## Extract to read
Affection seems like a feeling, but friendship seems like an active condition. For affection is no less present for inanimate things, but loving in return involves choice, and choice comes from an active condition. And people wish for good things for those they love for those others’ own sake, not as a result of feeling but as a result of an active condition.– Aristotle, Nicomachean Ethics, 1157b
A dog is a man’s best friend.– Nearly Everyone
I have a Yorkie. This dog sits at my feet, sleeps in my bed, and generally follows me around. He wags his tail when I come home. I understand why people think a dog is a man’s best friend. I feel it on those tough days when he just thinks I’m the greatest creature on earth, especially if I have treats. It reminds me of comedian Mitch Hedberg’s remark, “I’ve noticed that a duck’s opinion of me is very much influenced by whether or not I have bread.”
Feeling like the greatest creature on the earth is a nice feeling. And whoever gives us nice feelings must be our friend, right? Isn’t that what friends are for?
Does that make our ducks?
All of us desire not only to have good friends, but also, and perhaps even more, to be good friends. And most of us are convinced that we are good friends.
I had a four-hour phone conversation a few weeks ago with a good friend of mine of 25 years. The first three and a half hours were what I expected: laughter, jokes, news updates, and book talk. It was exceedingly pleasant. The last thirty minutes, however, were not.
I had devolved into my victim mode, complaining about a major setback in my life, dumbfounded that such a thing could happen to such a great guy like me. My friend listened patiently for as long as he could, then interjected, “I’m gonna stop you there and name the elephant in the room.” He let me know, in pretty harsh detail, that the elephant was me.
Now, this is a person I had lived with in the same apartment, sometimes the same bedroom, for nine years in three different countries. We had studied philosophy together throughout those years. Our friendship was a long history of reading, discussion, and overseas adventure. It would be hard to say that he didn’t know me. I had to listen, defensive as I was.

## Extracted information
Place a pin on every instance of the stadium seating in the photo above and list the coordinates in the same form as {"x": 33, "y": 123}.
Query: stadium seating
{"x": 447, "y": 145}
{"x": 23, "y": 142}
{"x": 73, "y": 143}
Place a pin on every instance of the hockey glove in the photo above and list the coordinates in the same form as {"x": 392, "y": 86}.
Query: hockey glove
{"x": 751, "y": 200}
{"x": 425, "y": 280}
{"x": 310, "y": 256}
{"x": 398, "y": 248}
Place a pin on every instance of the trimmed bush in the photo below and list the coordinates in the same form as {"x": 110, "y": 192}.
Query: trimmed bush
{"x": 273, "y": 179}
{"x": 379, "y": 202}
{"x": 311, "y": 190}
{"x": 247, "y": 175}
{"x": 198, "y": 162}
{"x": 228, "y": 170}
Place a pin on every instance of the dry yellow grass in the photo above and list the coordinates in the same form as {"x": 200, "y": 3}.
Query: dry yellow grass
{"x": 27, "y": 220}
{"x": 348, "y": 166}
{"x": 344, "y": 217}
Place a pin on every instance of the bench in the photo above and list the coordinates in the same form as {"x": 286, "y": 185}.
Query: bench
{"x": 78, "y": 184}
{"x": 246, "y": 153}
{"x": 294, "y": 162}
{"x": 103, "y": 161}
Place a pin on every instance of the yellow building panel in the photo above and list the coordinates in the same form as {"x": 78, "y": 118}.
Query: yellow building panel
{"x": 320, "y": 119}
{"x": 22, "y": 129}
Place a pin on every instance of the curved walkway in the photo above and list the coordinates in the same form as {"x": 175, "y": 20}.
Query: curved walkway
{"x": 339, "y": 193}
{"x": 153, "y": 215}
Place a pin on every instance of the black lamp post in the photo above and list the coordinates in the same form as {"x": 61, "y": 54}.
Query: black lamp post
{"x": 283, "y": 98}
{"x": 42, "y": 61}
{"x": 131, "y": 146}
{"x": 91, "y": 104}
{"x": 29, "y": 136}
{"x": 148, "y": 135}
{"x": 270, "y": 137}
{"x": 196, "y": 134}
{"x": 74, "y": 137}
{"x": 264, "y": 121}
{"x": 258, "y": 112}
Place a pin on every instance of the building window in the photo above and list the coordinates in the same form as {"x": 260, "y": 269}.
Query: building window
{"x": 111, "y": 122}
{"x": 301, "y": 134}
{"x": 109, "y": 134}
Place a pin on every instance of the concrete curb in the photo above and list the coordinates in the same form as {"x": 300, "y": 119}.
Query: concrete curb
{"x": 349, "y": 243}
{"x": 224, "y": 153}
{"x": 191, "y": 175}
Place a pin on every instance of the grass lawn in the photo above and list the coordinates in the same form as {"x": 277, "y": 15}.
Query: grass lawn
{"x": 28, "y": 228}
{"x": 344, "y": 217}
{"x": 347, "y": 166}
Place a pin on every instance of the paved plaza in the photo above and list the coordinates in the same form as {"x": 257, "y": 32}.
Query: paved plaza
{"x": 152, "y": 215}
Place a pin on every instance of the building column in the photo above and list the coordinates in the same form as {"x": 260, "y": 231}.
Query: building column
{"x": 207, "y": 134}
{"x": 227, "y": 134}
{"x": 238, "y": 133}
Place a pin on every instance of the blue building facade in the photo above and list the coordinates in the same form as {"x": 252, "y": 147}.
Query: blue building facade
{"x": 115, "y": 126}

## Work task A
In the essay on friendship, for how many years had the writer lived in the same apartment as the friend from the phone call?
## Work task B
Say whether each statement agrees with the essay on friendship, answering yes or no and quoting the words of the essay that decide it. (i) The phone conversation with the friend lasted four hours. (ii) The whole conversation was pleasant. (iii) In the Aristotle quotation, affection is called an active condition.
## Work task C
Write the next part of the essay on friendship, starting after its last sentence.
The listing is unrelated to the essay on friendship.

## Response area A
Nine years, in three different countries.

## Response area B
(i) Yes: "I had a four-hour phone conversation a few weeks ago with a good friend of mine of 25 years."
(ii) No: "The last thirty minutes, however, were not."
(iii) No: "Affection seems like a feeling, but friendship seems like an active condition."

## Response area C
This same friend once said to me, “You have to love the truth more than the person in front of you.” For people-pleasers, that’s a hard saying.
But perhaps these two loves are not in competition, but rather two sides of the same coin.
Bishop Robert Barron continually defines love in his YouTube videos as “willing the good of the other.” Friends tell you the hard truths for the sake of your good.
We all go wrong at times. A dog won’t know the difference. As wonderful as dogs are, they cannot admonish you, will your good, love you in that way. Having a friend and being a friend requires humility, but also a deliberate way of being coming from “an active condition.” It requires a choice to will the good of the other. The truth is, being a friend is not always being a cheerleader.
As Aristotle reminds us, the highest friendships are based not on affection but rather on love. Affection is there, certainly. But a friend does not merely feel affection, as I do for my dog. A friend actively wills the good of the other.
As it turns out, to love the truth is to love the person in front of you. There is no grace without truth.
Contrition and forgiveness.
Gratia et Veritas.
Dan Freeborn is a teacher of philosophy and theology at Pacifica Christian High School.